Excerpts of pointing data:
☆ ☆ ☆
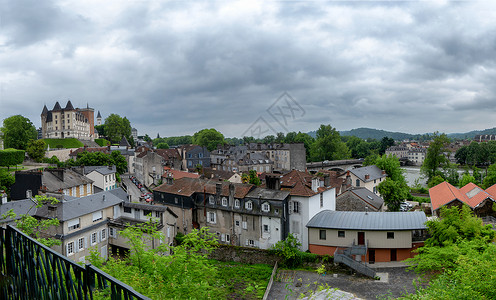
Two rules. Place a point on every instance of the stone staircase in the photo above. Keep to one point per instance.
(346, 256)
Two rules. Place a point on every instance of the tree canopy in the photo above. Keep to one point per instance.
(116, 128)
(17, 131)
(328, 145)
(209, 138)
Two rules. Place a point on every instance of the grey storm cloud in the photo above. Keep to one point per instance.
(176, 67)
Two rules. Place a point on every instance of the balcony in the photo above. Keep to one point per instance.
(30, 270)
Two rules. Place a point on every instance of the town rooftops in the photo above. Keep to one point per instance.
(372, 171)
(470, 194)
(68, 210)
(366, 195)
(354, 220)
(57, 179)
(188, 186)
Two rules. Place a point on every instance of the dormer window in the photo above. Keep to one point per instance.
(249, 205)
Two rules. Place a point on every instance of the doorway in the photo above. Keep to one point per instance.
(371, 256)
(361, 238)
(393, 255)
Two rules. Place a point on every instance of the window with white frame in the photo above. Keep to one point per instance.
(211, 217)
(93, 238)
(73, 224)
(296, 207)
(80, 244)
(249, 205)
(97, 216)
(70, 248)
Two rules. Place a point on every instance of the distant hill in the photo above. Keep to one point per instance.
(471, 134)
(365, 133)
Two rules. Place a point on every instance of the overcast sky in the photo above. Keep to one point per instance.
(253, 67)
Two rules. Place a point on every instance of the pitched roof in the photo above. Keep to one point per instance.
(67, 210)
(355, 220)
(366, 196)
(176, 174)
(56, 106)
(124, 142)
(188, 186)
(70, 179)
(373, 171)
(492, 191)
(470, 194)
(69, 106)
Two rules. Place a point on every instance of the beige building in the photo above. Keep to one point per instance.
(383, 236)
(68, 122)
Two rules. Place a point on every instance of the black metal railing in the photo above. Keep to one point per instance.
(30, 270)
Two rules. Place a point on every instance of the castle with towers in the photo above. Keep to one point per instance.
(69, 122)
☆ ☆ ☆
What to work on:
Reproduce all the entries above word for word, leaving out the pictures.

Solution to the problem:
Two rules. Place a point on every instance of the stone staircase in the photo above. Keep to one point per instance.
(346, 256)
Two rules. Place a point on every instance of the tree canopy in the photo above. Keep to one point per instance.
(116, 128)
(17, 131)
(328, 145)
(209, 138)
Two rules. Place a point on every instance of the grey storm cloud in the photo above. Keep to one point per instance.
(176, 67)
Two rules. Place a point on every instance of the balcony in the photo above. Keep to one point per instance.
(30, 270)
Two rules. Place a point on every instance of the town rooftops in the photo above. Keep to one point per instance.
(372, 171)
(470, 194)
(68, 210)
(366, 195)
(354, 220)
(57, 179)
(188, 186)
Two rules. Place a point on every instance of the dormer window in the photo above. Keep to one point per instance.
(249, 205)
Two rules. Place a point on every instance of the doorway in the photo above. Keep to one point per instance.
(371, 256)
(361, 238)
(393, 255)
Two rules. Place a point on every instance of the window with white frame in the photo above. Keep to one point per instance.
(211, 217)
(93, 238)
(73, 224)
(296, 207)
(80, 244)
(249, 205)
(97, 216)
(70, 248)
Two rules. Place a point on every instance of the distant hill in the photo above. Keep to one point per instance.
(471, 134)
(365, 133)
Two rules. Place a point on every instance of the overcast sky in the photo above. Keep to one point per instance.
(253, 67)
Two rules. Place a point on every instance of the pitched roof in the photo above. Keep to one point per instance.
(67, 210)
(355, 220)
(366, 196)
(176, 174)
(56, 106)
(124, 142)
(188, 186)
(70, 179)
(373, 171)
(492, 191)
(470, 194)
(69, 106)
Two rules. Place a point on every instance of the beige building in the photo above. Keep to one point per instance.
(383, 236)
(68, 122)
Two rules. Place a point on every instance of the black metal railing in the photo above. Keep to one point per instance.
(30, 270)
Two rules. Place a point on every instance of the castle with towers in the photo above. Keep to one point per instance.
(69, 122)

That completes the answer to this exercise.